Start of Dataset records

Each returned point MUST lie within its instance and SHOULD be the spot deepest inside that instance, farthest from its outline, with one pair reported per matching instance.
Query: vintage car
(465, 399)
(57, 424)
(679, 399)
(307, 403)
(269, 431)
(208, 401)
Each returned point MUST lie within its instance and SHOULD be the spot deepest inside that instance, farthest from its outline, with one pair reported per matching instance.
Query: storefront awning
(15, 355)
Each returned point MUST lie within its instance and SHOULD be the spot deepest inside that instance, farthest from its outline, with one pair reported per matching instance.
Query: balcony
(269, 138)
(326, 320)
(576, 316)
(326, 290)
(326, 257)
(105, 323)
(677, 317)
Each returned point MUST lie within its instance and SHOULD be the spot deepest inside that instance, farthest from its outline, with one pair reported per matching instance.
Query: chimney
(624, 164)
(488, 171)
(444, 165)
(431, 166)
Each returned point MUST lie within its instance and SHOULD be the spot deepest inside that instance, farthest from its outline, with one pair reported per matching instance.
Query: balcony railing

End of Dataset records
Start of Dataset records

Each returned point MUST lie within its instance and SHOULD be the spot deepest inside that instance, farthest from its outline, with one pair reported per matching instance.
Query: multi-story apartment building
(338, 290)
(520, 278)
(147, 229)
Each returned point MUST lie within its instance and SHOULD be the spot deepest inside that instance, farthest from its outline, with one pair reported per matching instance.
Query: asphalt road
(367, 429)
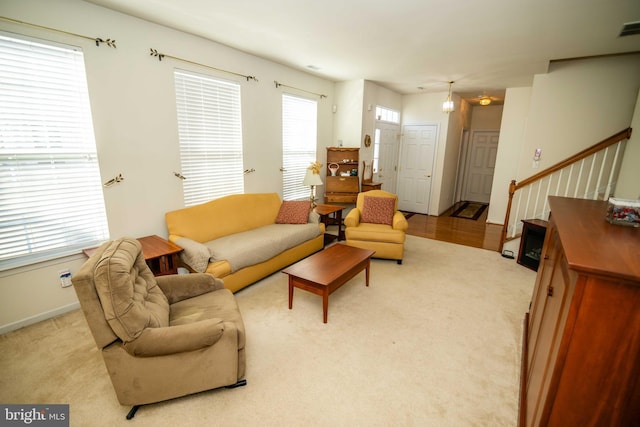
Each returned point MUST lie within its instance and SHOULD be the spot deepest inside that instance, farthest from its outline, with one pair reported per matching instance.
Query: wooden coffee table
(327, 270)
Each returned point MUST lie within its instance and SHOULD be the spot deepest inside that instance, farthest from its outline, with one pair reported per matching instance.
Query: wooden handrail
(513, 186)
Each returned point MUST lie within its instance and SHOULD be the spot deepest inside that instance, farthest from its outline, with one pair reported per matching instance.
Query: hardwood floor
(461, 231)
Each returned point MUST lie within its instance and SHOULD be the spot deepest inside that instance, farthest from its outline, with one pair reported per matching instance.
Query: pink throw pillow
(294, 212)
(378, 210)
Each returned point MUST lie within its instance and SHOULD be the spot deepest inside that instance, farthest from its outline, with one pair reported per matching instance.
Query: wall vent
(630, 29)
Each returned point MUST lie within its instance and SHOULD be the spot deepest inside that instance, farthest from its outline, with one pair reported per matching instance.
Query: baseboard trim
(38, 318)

End of Dataset records

Exercise directions
In the data above, find the line with "Query: chimney" and the line with "Query: balcony railing". Retype both, plus every line between them, exactly.

Task output
Query: chimney
(624, 164)
(488, 171)
(444, 165)
(431, 166)
Each returned point MUST lie within its instance and SHOULD be the spot deepest inside that instance, farthest from its outline, with one pair reported per matching instance.
Query: balcony railing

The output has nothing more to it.